## [AUFGABENBESCHREIBUNG]
Schreibe den Text über das Rauchen im Anschluss an seinen letzten Satz weiter.

## [ÜBUNGSTEXT]
/---

Was folgt, ist die übliche Tirade. Wissen´s nicht, wie schädlich. Wissen´s nicht, wie schädlich für Kinder. Wissen´s nicht, wieviele Tschickstummel. Wissen´s nicht, wie schädlich für die Umwelt. Und überhaupt: Hausverstand einsetzen.
Vermaledeite Billa-Werbung. Vernunft vor Abenteuer. Danke schön.
Und ich weiß noch immer nicht, warum sie sich die Mühe macht, zehn Meter zu überwinden, um mir das Offensichtliche ins Gesicht zu schleudern. Was glaubt sie denn? Hofft sie auf Erkenntnis? Auf einen Ausruf des Erstaunens?
Wirklich, ist Rauchen schädlich? Sind Sie da ganz sicher? Also, das hab ich nicht gewußt, tut mir leid, ich werde das Fünf-Euro-Packerl sofort im Sondermüll entsorgen. Ich bin geheilt! Danke! Ich war blind, aber jetzt kann ich endlich klar sehen (wenn nicht der Smog so tief hängen würde).
Aber sie will mich nicht bekehren. Sie will sich Luft machen, wo sie vorher nur schlechte hatte. Und es gibt keine Gegenargumente, die heutzutage noch sozial geduldet wären. Der Geschmack von Marlboro erinnert nicht mehr an Freiheit und Abenteuer. Wenn ich was vom milden, luftigen Bouquet einer Pall Mall erzähle, kann ich gleich im Kuckucksnest einchecken. Der reine Genuß, die unschlagbare Gemütlichkeit und das gesellige Beisammensein - alles einst Schlagwörter der Zigarettenindustrie, die nun zu den Weintrinkern abgewandert sind. Für uns bleiben die Schlagwörter Luftverpester, Kinderschänder, Krankenhaus.
Es gibt keine Gegenargumente. Also bleibt nur noch eines, das immer sprachlos macht: "Is mir so wurscht."
Liebe Nichtraucher: Ich verstehe euch. Wir sind faule Asoziale, die nichts Besseres zu tun haben, als euch umzubringen. Trotzdem müssen wir irgendwie miteinander auskommen. Wir sind uns unserer Schuld bewußt, wir stehen im Abseits neben der Bushaltestelle, wir stempeln uns gern selbst zum Paria. Wir frieren uns im Winter den Arsch ab und kriegen entweder Lungenkrebs oder Lungenentzündung. Habt´s ein bisserl Mitleid! Wir sind eine aussterbende Rasse, also sehen Sie uns als Tiger - und spenden Sie für uns. Die Tschick sind eh so teuer ...

\---

## [DATENSATZABSCHNITT]

/---

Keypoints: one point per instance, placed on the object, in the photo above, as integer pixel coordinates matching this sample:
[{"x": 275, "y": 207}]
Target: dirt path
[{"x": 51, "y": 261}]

\---

## [ERWARTETE ANTWORT]
Kommentare_
Rauchen ist einfach inkompetent und die Rücksichtslosigkeit den Mitmenschen gegenüber inakzeptabel.
Das sind genau die Sprüche, die zur neuen Gestapo passen. Und dem Namen nach zu schließen, kommt die neue Gestapo genau dorther, wo auch die alte herstammte.
Lieber Herr Volker!
Ja, Sie haben völlig recht: Rauchen ist inkompetent. Total. Mindestens so inkompetent wie ein Handy oder Schuhe aus Leder zu besitzen (Tierfabriken, Gehirntumor durch Strahlung), Fleisch zu essen (Darmkrebs, Belastung für das Gesundheitssystem), Abends ein Glas Wein oder Bier zu trinken (Leberzirrhose, Alkoholismus, Verfall, Belastung fürs Sozial- und Gesundheitswesen), eine Vagina oder einen Penis oral zu befriedigen (Ansteckungsgefahr für Sexualpartner und -Innen, Zungenkrebs, Kehlkopfkrebs), mit dem Auto zu fahren (Abgase, Verbrauch von fossiler Energie), wo dagegenzuknallen (Blechschaden, Gefährdung anderer Verkehrsteilnehmer), zu sterben (Wer bezahlt den Aufenthalt in der Intensivstation?) und anschließend in der Grube zu liegen (Akute Gefahr für das Grundwasser, finanzielle Belastung für die Erben, die die Grabkosten bezahlen müssen).
Darf ich sie also bitten, mit gutem Beispiel voranzugehen – so im Sinne ihrer implizit postulierten sozialen Kompetenz – und sich ein bisserl in Luft aufzulösen?
Jim Beams Beitrag wäre eine eigene Kolumne wert!